* start Text segment *

This document describes an analysis done as an assignment of the Coursera Reproducible Research Course from Johns Hopkins University.
Storms and other severe weather events can cause both public health and economic problems for communities and municipalities. Many severe events can result in fatalities, injuries, and property damage. Preparing for unprecedented extreme weather is a key concern of public officials.
This project involves exploring the U.S. National Oceanic and Atmospheric Administration’s (NOAA) storm database. Over 900 event types are contained in this database, which covers the 1950-2011 time period. It tracks characteristics of major storms and weather events in the United States, including when and where they occur, as well as estimates of any fatalities, injuries, and property damage.
Our goal here is to answer two basic questions about losses generated from severe weather events.
Across the United States, which types of events (as indicated in the EVTYPE variable) are most harmful with respect to population health?
Across the United States, which types of events have the greatest economic consequences?
Links for more information about the data include:
Before beginning the project, be sure to load the required R libraries and set any environmental variables. Note that setting messages in markdown to false suppresses messages from library loading such as version number and dependencies. Updating to the latest versions of these libraries may improve ability to obtain results fairly similar to the steps outlined here. All code is set to echo=TRUE to reveal calculations and assumptions made.
# Clear environment of prior calculations.
rm(list=ls())
library(dplyr) # data.table + dplyr code now lives in dtplyr (alternative)
library(data.table)

* end Text segment *
* start Recorded information *

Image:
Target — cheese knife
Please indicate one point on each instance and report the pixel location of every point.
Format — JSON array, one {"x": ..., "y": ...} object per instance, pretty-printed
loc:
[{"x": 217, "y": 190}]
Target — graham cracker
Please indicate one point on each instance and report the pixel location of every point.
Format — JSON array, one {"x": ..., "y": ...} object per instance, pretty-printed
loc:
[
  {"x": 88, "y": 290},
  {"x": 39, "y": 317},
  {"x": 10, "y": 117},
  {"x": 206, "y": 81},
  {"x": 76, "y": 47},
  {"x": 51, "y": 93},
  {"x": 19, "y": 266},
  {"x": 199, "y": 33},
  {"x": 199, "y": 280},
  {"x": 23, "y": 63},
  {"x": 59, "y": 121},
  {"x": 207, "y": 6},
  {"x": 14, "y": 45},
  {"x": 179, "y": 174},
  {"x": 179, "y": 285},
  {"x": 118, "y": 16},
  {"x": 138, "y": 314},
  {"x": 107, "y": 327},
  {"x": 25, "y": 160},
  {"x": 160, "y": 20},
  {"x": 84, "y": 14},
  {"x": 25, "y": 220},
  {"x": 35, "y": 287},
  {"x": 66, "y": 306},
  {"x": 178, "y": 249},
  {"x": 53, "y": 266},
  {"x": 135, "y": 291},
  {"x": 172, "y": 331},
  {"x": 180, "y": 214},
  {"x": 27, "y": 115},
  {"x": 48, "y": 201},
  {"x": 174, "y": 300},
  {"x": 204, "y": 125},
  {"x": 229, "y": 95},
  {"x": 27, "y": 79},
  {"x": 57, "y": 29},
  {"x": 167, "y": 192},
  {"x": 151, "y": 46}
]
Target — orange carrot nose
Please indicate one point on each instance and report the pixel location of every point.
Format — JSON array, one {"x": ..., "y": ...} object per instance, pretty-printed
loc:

* end Recorded information *

Exercise instructions
Answer these from the storm database analysis text:
1. What time period does the NOAA storm database cover?
2. How many event types does the database contain?
3. What setting is applied to all code to reveal the calculations and assumptions made?

Expected answer
1. 1950-2011
2. Over 900
3. echo=TRUE